== Supplied material
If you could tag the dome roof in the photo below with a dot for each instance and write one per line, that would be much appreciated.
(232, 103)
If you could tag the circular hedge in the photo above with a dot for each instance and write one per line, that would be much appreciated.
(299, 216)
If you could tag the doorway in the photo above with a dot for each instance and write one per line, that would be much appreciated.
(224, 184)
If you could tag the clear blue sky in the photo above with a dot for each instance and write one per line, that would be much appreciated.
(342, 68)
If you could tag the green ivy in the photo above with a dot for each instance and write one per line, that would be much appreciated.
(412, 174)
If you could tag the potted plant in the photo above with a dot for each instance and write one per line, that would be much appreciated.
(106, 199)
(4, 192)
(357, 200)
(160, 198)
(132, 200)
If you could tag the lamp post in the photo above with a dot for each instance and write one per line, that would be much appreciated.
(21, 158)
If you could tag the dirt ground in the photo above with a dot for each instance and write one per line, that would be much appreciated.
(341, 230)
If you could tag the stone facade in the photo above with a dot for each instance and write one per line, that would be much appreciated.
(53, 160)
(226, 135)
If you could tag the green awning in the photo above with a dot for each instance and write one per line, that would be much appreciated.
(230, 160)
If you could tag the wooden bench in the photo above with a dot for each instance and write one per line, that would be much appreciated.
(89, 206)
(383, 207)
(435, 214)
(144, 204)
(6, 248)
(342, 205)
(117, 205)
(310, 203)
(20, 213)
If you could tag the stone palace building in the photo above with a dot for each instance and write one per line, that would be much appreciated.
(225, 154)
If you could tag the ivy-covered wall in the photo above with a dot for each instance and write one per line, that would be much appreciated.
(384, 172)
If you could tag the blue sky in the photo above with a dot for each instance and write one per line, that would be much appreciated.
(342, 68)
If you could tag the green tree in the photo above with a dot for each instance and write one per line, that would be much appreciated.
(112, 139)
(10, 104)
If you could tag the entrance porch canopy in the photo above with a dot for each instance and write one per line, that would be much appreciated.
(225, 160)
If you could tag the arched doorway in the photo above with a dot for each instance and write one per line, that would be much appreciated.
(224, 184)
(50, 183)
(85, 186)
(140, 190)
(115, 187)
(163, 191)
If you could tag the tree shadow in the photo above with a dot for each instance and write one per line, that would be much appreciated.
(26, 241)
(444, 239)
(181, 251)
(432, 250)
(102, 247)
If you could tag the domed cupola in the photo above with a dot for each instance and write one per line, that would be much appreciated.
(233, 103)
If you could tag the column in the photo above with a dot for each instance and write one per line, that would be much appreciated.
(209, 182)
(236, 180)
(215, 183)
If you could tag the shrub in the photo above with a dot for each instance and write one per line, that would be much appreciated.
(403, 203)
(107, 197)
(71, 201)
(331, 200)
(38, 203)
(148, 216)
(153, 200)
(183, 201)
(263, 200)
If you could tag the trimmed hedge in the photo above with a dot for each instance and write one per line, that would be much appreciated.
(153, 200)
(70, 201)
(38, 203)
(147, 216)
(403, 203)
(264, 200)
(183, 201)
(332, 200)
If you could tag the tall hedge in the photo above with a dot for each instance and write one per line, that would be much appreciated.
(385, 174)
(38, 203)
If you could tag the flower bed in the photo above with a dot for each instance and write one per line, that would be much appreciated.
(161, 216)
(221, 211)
====
• **Written problem**:
Make an exact copy of the records.

• **Finished exercise**:
If you could tag the dome roof in the photo below with a dot for each instance and write one per line, that would be much appreciated.
(232, 103)
If you could tag the circular hedge in the photo above with a dot for each instance and write one per line, that would be much appreciated.
(299, 216)
If you could tag the doorway in the photo above with a dot for each instance and write one per line, that would be much appreciated.
(224, 184)
If you could tag the clear blue sky in the photo above with a dot for each instance and write one per line, that would be much appreciated.
(342, 68)
If you could tag the green ivy in the photo above with a dot for each instance and write one per line, that would be much appreciated.
(412, 174)
If you could tag the potted plant in the photo above with a dot for each instance and write one per line, that would be much appreciated.
(106, 199)
(4, 192)
(357, 200)
(160, 198)
(132, 200)
If you could tag the lamp post in the photo above with a dot for each instance and write one per line, that would be much appreciated.
(21, 158)
If you could tag the dirt ground in the photo above with a dot for each instance and write one per line, that would be much appreciated.
(341, 230)
If you could tag the stone facade in the photo above with a dot for each instance and write one per line, that would be much appreciated.
(53, 160)
(226, 135)
If you could tag the green awning in the photo above with a dot for each instance and write one per line, that would be much appreciated.
(230, 160)
If you could tag the wooden bench in the photo above with a dot for each instance and write one per line, that would be much appreciated.
(89, 206)
(383, 207)
(435, 214)
(144, 204)
(6, 248)
(342, 205)
(117, 205)
(310, 203)
(20, 213)
If you could tag the stone palace building in the photo above with a dot for each instance and write one per line, that would be much appreciated.
(225, 154)
If you could tag the ivy-covered wall in the photo above with a dot for each instance and write one per line, that would be much appreciated.
(384, 172)
If you could tag the blue sky in the photo above with a dot for each instance and write one per line, that would be much appreciated.
(342, 68)
If you could tag the green tree in the photo above with a dot for each instance and write one per line, that would be much appreciated.
(112, 139)
(10, 104)
If you could tag the entrance porch canopy in the photo above with a dot for each instance and write one per line, that would be much appreciated.
(225, 160)
If you could tag the arched doorway in the photo above with a dot for each instance and write one per line, that would be much appreciated.
(224, 184)
(50, 183)
(85, 186)
(140, 190)
(115, 187)
(163, 191)
If you could tag the tree shadow in the photo above with a dot for each instance and write one per line, that would be much appreciated.
(26, 241)
(444, 239)
(181, 251)
(432, 250)
(102, 247)
If you could tag the domed cupola in the photo above with a dot for each instance and write one per line, that would be much appreciated.
(233, 103)
If you could tag the column in the photo above with a dot for each instance and write one per line, that would be much appreciated.
(209, 182)
(236, 180)
(215, 183)
If you could tag the shrub in the photo above with a dot for each instance and write one per line, that would be much appreciated.
(403, 203)
(107, 197)
(71, 201)
(331, 200)
(38, 203)
(148, 216)
(153, 200)
(183, 201)
(263, 200)
If you could tag the trimmed hedge in the photo above with a dot for each instance and write one per line, that would be much appreciated.
(153, 200)
(70, 201)
(38, 203)
(147, 216)
(403, 203)
(264, 200)
(183, 201)
(332, 200)
If you could tag the tall hedge in the photo above with a dot for each instance and write one per line, that would be much appreciated.
(385, 174)
(38, 203)
If you could tag the flower bed in the photo above with a dot for each instance and write one per line, that would be much appreciated.
(161, 216)
(221, 211)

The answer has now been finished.